[Pointing dataset excerpts]
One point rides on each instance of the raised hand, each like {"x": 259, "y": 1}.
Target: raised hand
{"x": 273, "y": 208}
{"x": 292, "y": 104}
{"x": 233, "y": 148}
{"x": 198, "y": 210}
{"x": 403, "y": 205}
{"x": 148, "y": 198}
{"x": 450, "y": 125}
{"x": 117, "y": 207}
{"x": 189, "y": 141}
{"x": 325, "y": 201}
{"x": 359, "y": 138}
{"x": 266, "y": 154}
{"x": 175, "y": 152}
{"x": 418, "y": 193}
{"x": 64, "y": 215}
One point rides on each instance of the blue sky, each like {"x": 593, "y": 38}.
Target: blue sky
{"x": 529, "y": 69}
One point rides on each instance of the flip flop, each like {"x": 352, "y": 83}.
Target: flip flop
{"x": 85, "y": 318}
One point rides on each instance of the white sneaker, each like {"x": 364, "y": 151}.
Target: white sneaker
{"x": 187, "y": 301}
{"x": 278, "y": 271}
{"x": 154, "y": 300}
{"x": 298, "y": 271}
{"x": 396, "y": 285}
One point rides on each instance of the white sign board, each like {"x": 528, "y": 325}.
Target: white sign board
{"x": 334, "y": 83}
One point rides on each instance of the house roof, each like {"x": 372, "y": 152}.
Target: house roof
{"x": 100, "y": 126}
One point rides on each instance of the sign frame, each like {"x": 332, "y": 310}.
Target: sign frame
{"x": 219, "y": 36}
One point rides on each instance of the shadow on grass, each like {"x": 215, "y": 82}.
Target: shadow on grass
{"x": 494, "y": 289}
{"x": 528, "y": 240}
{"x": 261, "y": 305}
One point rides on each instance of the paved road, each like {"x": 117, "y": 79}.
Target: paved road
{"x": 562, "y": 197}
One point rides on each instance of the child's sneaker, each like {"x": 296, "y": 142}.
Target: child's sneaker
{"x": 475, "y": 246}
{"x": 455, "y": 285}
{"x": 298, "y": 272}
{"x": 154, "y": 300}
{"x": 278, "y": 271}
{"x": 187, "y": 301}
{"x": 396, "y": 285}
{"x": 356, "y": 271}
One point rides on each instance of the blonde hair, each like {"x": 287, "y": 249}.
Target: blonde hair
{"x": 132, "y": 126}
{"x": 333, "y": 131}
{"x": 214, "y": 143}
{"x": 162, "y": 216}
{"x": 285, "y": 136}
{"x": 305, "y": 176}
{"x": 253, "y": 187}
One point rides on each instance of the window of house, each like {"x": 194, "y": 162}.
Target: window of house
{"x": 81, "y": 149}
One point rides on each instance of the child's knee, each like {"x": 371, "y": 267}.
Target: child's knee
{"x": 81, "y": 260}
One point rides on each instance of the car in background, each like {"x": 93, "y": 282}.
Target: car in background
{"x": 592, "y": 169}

• [Short task] Exactly reproduce every line of the records.

• [Answer]
One point rides on each instance of the raised hand, each like {"x": 259, "y": 1}.
Target: raised hand
{"x": 273, "y": 208}
{"x": 292, "y": 104}
{"x": 233, "y": 148}
{"x": 198, "y": 210}
{"x": 403, "y": 205}
{"x": 148, "y": 198}
{"x": 450, "y": 125}
{"x": 117, "y": 207}
{"x": 189, "y": 141}
{"x": 325, "y": 201}
{"x": 359, "y": 138}
{"x": 266, "y": 154}
{"x": 175, "y": 152}
{"x": 418, "y": 193}
{"x": 64, "y": 215}
One point rides on each instance of the blue sky, each like {"x": 593, "y": 38}.
Target: blue sky
{"x": 529, "y": 69}
One point rides on each instance of the flip flop, each like {"x": 352, "y": 83}.
Target: flip flop
{"x": 85, "y": 318}
One point rides on each instance of the white sneaker, each like {"x": 364, "y": 151}.
Target: white sneaker
{"x": 187, "y": 301}
{"x": 278, "y": 271}
{"x": 154, "y": 300}
{"x": 298, "y": 271}
{"x": 396, "y": 285}
One point rides on each instance of the white sign board, each like {"x": 528, "y": 325}.
Target: white sign board
{"x": 334, "y": 83}
One point rides on each instance of the house roof, each like {"x": 372, "y": 152}.
Target: house roof
{"x": 100, "y": 126}
One point rides on each instance of the sign frame, each like {"x": 332, "y": 310}.
Target: sign frame
{"x": 219, "y": 36}
One point rides on each instance of the shadow on grass, each like {"x": 215, "y": 82}.
Target: shadow on grass
{"x": 494, "y": 289}
{"x": 528, "y": 240}
{"x": 261, "y": 305}
One point rides on each instance of the paved road, each like {"x": 117, "y": 79}.
Target: paved road
{"x": 562, "y": 197}
One point rides on each instance of the child's sneaker, each like {"x": 296, "y": 142}.
Target: child's sneaker
{"x": 475, "y": 246}
{"x": 455, "y": 285}
{"x": 298, "y": 272}
{"x": 154, "y": 300}
{"x": 278, "y": 271}
{"x": 187, "y": 301}
{"x": 396, "y": 285}
{"x": 356, "y": 271}
One point rides on each instance of the blonde hair, each like {"x": 287, "y": 249}.
Target: blonde hair
{"x": 132, "y": 126}
{"x": 333, "y": 131}
{"x": 214, "y": 143}
{"x": 162, "y": 216}
{"x": 285, "y": 136}
{"x": 305, "y": 176}
{"x": 253, "y": 187}
One point rides on each instance of the window of house, each like {"x": 194, "y": 162}.
Target: window of house
{"x": 81, "y": 149}
One point rides on each instance of the child's knee, each like {"x": 371, "y": 267}.
Target: child's knee
{"x": 81, "y": 260}
One point rides on each instance of the car in background, each like {"x": 93, "y": 282}.
Target: car in background
{"x": 592, "y": 169}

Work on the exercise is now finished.